* _Exercise details_: Look through the material beneath and copy each line with the word "brown".

───── Given data ─────

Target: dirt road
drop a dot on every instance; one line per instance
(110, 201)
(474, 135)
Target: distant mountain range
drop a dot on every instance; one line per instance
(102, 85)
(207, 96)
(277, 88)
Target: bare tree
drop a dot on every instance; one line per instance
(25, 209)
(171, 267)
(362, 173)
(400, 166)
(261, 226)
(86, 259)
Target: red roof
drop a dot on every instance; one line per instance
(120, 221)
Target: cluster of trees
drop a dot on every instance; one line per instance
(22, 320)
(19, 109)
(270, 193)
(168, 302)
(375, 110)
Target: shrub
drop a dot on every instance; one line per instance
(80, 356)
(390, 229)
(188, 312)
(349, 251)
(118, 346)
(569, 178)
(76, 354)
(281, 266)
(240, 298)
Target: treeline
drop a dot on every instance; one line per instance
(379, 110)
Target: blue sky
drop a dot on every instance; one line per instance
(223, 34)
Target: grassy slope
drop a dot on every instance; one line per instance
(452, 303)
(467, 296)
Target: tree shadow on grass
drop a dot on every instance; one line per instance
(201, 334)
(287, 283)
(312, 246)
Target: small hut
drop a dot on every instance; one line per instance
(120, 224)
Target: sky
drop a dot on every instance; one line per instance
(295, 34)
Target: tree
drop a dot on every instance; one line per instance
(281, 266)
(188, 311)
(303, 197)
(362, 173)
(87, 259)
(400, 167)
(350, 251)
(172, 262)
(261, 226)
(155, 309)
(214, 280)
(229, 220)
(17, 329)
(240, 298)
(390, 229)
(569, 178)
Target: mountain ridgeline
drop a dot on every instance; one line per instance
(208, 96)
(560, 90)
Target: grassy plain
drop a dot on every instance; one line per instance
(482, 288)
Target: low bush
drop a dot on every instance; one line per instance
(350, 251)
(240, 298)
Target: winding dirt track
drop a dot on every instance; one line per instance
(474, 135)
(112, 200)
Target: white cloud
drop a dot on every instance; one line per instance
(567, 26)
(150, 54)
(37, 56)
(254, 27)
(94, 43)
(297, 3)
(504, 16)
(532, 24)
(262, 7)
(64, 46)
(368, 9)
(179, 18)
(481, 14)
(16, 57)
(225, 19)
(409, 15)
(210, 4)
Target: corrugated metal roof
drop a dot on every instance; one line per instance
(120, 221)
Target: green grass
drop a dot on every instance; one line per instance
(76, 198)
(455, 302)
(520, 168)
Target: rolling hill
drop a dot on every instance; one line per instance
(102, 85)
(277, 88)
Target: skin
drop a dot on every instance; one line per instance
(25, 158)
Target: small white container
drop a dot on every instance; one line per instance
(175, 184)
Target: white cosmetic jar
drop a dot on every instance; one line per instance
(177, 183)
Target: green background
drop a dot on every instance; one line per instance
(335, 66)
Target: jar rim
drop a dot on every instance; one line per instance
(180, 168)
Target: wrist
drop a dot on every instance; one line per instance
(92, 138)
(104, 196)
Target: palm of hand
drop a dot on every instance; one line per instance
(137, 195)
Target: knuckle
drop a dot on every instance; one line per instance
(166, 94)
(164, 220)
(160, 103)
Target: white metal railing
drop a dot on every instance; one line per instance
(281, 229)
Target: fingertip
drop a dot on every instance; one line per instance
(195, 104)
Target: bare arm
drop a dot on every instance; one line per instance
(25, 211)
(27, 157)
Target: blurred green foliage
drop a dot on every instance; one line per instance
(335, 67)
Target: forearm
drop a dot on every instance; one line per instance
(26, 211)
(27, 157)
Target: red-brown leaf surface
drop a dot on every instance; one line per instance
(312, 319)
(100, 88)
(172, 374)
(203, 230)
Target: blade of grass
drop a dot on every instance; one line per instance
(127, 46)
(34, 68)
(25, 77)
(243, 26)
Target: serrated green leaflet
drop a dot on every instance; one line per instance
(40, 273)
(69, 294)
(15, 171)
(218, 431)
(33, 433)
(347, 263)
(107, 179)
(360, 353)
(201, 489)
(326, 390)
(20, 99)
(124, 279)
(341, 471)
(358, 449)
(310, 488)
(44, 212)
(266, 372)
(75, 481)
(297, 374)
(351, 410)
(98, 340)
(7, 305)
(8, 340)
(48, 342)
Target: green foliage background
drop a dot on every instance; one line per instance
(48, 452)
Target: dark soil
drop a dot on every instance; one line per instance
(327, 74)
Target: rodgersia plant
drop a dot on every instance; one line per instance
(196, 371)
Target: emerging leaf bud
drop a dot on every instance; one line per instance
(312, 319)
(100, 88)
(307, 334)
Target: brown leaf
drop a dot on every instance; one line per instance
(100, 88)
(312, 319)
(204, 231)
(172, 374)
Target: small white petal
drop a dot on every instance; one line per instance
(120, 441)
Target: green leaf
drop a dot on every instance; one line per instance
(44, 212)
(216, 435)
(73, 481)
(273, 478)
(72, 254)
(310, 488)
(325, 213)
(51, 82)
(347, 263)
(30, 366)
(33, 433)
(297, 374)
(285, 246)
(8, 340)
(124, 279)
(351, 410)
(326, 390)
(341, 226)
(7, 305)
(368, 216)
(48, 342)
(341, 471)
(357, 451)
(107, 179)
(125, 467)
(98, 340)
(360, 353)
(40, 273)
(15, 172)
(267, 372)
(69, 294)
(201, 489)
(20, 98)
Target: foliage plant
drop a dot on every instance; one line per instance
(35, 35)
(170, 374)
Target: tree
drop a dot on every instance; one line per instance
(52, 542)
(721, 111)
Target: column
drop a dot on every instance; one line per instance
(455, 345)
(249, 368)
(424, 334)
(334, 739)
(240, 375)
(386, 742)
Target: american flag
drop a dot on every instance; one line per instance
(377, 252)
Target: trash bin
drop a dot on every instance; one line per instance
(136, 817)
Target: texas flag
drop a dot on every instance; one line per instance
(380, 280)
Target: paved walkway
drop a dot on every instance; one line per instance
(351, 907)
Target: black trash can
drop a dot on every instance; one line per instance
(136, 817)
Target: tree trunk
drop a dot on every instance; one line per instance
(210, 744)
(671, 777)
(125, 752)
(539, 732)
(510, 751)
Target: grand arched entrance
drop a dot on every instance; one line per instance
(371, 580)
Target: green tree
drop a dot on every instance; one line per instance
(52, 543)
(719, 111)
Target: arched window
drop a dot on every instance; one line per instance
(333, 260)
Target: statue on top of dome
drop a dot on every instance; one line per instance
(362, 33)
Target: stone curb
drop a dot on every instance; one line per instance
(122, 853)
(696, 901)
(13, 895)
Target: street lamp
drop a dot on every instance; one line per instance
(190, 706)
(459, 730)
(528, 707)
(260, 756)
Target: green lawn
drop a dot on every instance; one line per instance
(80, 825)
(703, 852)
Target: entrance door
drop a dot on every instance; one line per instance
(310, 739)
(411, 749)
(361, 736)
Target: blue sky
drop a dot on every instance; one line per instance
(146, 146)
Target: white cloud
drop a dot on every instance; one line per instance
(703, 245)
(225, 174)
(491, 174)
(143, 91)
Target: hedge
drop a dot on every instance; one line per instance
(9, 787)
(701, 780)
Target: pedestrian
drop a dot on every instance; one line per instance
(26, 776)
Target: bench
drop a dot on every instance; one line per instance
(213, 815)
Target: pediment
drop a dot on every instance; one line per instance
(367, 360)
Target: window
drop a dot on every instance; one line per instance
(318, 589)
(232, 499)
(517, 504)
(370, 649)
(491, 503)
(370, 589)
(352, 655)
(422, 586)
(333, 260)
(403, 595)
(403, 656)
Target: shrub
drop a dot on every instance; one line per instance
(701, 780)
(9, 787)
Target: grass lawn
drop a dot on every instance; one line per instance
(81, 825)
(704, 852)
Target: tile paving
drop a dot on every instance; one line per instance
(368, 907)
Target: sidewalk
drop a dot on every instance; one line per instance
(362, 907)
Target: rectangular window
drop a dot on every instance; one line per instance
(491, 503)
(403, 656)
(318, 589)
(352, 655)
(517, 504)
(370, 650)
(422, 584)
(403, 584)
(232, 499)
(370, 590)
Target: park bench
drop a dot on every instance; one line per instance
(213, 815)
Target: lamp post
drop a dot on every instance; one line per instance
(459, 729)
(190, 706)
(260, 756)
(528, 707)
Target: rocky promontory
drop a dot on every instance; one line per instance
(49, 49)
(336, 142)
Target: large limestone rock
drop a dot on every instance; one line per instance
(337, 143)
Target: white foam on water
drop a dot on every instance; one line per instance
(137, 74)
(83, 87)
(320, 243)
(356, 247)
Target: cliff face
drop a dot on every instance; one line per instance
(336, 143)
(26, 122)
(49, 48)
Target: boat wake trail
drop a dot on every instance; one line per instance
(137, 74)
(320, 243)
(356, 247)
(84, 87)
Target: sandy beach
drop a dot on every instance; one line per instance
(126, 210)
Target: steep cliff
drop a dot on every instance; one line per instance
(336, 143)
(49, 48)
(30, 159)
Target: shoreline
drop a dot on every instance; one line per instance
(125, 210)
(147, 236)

─────

* _Exercise result_:
Target: red-brown leaf surface
Target: brown leaf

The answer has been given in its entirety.